— Start DATA ENTRIES —
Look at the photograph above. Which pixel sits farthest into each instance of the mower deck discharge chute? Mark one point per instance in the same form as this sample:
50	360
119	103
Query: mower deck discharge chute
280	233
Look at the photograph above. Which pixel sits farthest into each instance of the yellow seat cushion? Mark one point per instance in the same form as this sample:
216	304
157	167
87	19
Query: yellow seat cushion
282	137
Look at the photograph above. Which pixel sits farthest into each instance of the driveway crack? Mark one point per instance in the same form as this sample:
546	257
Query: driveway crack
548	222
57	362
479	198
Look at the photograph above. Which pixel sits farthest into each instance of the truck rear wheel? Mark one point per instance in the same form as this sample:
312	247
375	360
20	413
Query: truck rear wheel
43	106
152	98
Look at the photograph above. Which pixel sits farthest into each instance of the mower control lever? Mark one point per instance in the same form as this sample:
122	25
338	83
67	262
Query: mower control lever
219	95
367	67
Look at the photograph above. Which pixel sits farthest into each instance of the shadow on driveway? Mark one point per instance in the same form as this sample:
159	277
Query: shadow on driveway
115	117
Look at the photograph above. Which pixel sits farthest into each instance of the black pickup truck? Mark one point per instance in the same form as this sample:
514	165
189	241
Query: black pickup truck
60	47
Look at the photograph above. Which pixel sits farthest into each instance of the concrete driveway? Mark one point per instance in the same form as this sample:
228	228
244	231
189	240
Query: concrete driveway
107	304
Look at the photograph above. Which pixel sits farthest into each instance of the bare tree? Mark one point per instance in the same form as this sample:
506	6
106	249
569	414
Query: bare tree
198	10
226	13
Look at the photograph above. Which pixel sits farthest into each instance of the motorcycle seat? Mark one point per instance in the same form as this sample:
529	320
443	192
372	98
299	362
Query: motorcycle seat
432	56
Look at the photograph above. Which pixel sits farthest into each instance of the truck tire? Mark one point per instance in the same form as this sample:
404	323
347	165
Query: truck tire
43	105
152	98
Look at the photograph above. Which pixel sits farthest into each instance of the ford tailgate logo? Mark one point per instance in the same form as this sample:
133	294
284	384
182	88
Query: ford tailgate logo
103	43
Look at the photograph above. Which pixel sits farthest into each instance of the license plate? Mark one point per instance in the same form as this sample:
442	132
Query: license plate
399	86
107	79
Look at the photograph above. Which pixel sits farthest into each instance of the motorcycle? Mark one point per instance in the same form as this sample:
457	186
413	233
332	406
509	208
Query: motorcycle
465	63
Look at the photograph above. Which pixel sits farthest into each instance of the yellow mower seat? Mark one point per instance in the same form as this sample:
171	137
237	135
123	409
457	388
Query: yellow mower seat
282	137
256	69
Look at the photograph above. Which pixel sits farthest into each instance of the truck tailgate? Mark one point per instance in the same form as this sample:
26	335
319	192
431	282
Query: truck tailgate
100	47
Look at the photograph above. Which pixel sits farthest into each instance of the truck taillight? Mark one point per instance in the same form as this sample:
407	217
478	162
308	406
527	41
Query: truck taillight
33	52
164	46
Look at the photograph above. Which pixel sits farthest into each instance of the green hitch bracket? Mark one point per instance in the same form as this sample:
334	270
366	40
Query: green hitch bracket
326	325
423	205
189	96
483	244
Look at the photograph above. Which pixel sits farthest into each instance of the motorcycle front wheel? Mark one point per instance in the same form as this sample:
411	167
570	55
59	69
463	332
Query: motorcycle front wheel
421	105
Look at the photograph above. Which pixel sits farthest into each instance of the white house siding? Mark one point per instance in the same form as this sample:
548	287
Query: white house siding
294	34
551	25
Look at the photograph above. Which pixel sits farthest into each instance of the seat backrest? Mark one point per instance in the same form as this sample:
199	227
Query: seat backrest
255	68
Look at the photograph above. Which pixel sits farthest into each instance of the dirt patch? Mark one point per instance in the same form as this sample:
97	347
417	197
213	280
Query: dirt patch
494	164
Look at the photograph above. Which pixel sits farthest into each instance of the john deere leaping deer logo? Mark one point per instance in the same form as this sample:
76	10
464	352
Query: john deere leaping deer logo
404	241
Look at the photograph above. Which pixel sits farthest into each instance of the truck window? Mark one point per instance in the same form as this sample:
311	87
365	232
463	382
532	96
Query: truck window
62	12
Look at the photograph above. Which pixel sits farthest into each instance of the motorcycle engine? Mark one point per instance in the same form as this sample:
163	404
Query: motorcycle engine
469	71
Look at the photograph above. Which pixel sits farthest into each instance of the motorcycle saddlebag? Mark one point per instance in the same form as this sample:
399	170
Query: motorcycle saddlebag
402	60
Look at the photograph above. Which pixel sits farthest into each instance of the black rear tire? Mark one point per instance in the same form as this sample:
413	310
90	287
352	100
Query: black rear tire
— End DATA ENTRIES —
> **TASK GOAL**
Restate the data above word for word, please.

> **SOLUTION TO THE PROBLEM**
Look at the photograph above. Which pixel sits farthest into each instance of the mower deck discharge chute? Mark one point per instance in the same form as this sample:
50	360
119	103
Query: mower deck discharge chute
280	233
Look at the photograph above. Which pixel sits farthest into each instance of the yellow seat cushion? Mark one point per instance in the same form as this sample:
216	304
157	167
87	19
Query: yellow seat cushion
282	137
Look at the photograph above. Which pixel sits farthest into each instance of the driveway crack? Mark one point per instance in the same form as this sample:
546	257
Query: driveway crack
548	222
57	362
479	198
Look at the photograph above. Which pixel sits farthest into each instance of the truck rear wheel? Mark one point per instance in the same form as this sample:
312	247
375	360
20	413
Query: truck rear wheel
43	106
152	98
Look at the photograph above. Which pixel sits farthest into each instance of the mower control lever? Mark one point per instance in the same form as this sample:
122	25
338	83
67	262
Query: mower control lever
219	95
367	67
Look at the photograph above. Which pixel sits farthest into each instance of the shadow on driveway? Mark one point per instance in the same form as this sample:
159	277
Query: shadow on driveway
115	117
Look at the photograph above. Which pixel sits farthest into each instance of the black pickup truck? Mark one point per instance in the same form as this sample:
514	165
189	241
Query: black pickup truck
60	47
Look at the photograph above. Which pixel sits farthest into each instance of the concrete driveway? Mark one point per instance in the same form as this sample:
228	228
244	231
189	240
Query: concrete driveway
107	304
Look at the photograph above. Which pixel sits farthest into each instance of the bare tree? Mark one point per instance in the same form as this sample:
506	6
106	249
569	414
Query: bare tree
198	10
226	13
Look at the photograph above. Which pixel sits farthest into each instance of the motorcycle seat? Mark one point per instance in the same form as this sample:
529	320
443	192
372	98
299	362
Query: motorcycle seat
432	56
Look at the photograph above. Which pixel sits farthest into each instance of the truck tire? Mark one point per instance in the same form as this sample:
404	323
347	165
Query: truck tire
43	105
152	98
Look at the photograph above. Which pixel sits farthest into each instance of the ford tailgate logo? Mark one point per instance in the same form as this sample:
133	294
284	384
182	88
Query: ford tailgate logo
103	43
Look at the photograph above. Which pixel sits farthest into each instance of the license plate? Mark one point per instance in the same form as this sample:
442	132
Query: license plate
399	86
107	79
Look at the photograph above. Which pixel sits farthest into each instance of the motorcycle? Mark one point per instance in the same form as this sample:
457	186
413	233
332	406
509	208
Query: motorcycle
465	63
Look at the photograph above. Which pixel sits farthest into each instance of the yellow mower seat? Mark one point per instance in the same form as this sample:
171	137
237	135
123	409
457	388
Query: yellow mower seat
282	137
256	69
Look at the photograph above. Which pixel sits farthest into each instance of the truck tailgate? Mark one point per instance in the same form as this sample:
26	335
319	192
431	282
Query: truck tailgate
100	47
Look at the photograph above. Which pixel sits farthest into each instance of the truck taillight? Mark one point per instance in the same form as this sample:
407	217
478	162
308	406
527	41
Query: truck taillight
33	52
164	46
Look at the photograph above. Which pixel sits farthest into each instance of the green hitch bracket? Mark one point per instance in the same form as this sample:
334	270
366	40
Query: green hitch bracket
326	325
423	205
189	96
483	244
Look at the photograph above. Which pixel sits farthest into each instance of the motorcycle front wheel? Mark one point per instance in the same form as this sample:
411	167
570	55
59	69
463	332
Query: motorcycle front wheel
421	105
Look at the photograph above. Which pixel sits farthest into each instance of the white house siding? Mark one point per instance in the same form as this sample:
548	287
Query: white house siding
294	34
551	25
Look at the photograph above. Which pixel sits farthest into each instance of the seat backrest? Mark one point per instance in the same form as this sample:
199	227
Query: seat backrest
255	68
Look at the photograph above. Which pixel sits farthest into each instance of the dirt patch? Mark one point per instance in the same form as this sample:
97	347
417	197
213	280
Query: dirt patch
494	164
Look at the photograph above. Which pixel sits farthest into each instance of the john deere leaping deer logo? Mark one point per instance in the same form as this sample:
76	10
464	352
Query: john deere leaping deer logo
404	241
Look at the photograph above. Which pixel sits farthest into each instance of the truck window? Mark one point per instance in the same form as this sample:
311	87
365	232
463	382
532	96
Query: truck window
62	12
Look at the photograph above. Which pixel sits farthest into each instance of the motorcycle engine? Mark one point per instance in the same form as this sample:
163	404
Query: motorcycle engine
469	71
Look at the photograph above. Which pixel sits farthest into each instance of the motorcycle saddlebag? Mark one point per instance in the same form as this sample:
399	170
Query: motorcycle saddlebag
402	60
Look at the photograph above. Which pixel sits farthest into each instance of the black rear tire? Mark one point per instance in the same form as this sample:
413	310
90	287
352	100
Query: black rear tire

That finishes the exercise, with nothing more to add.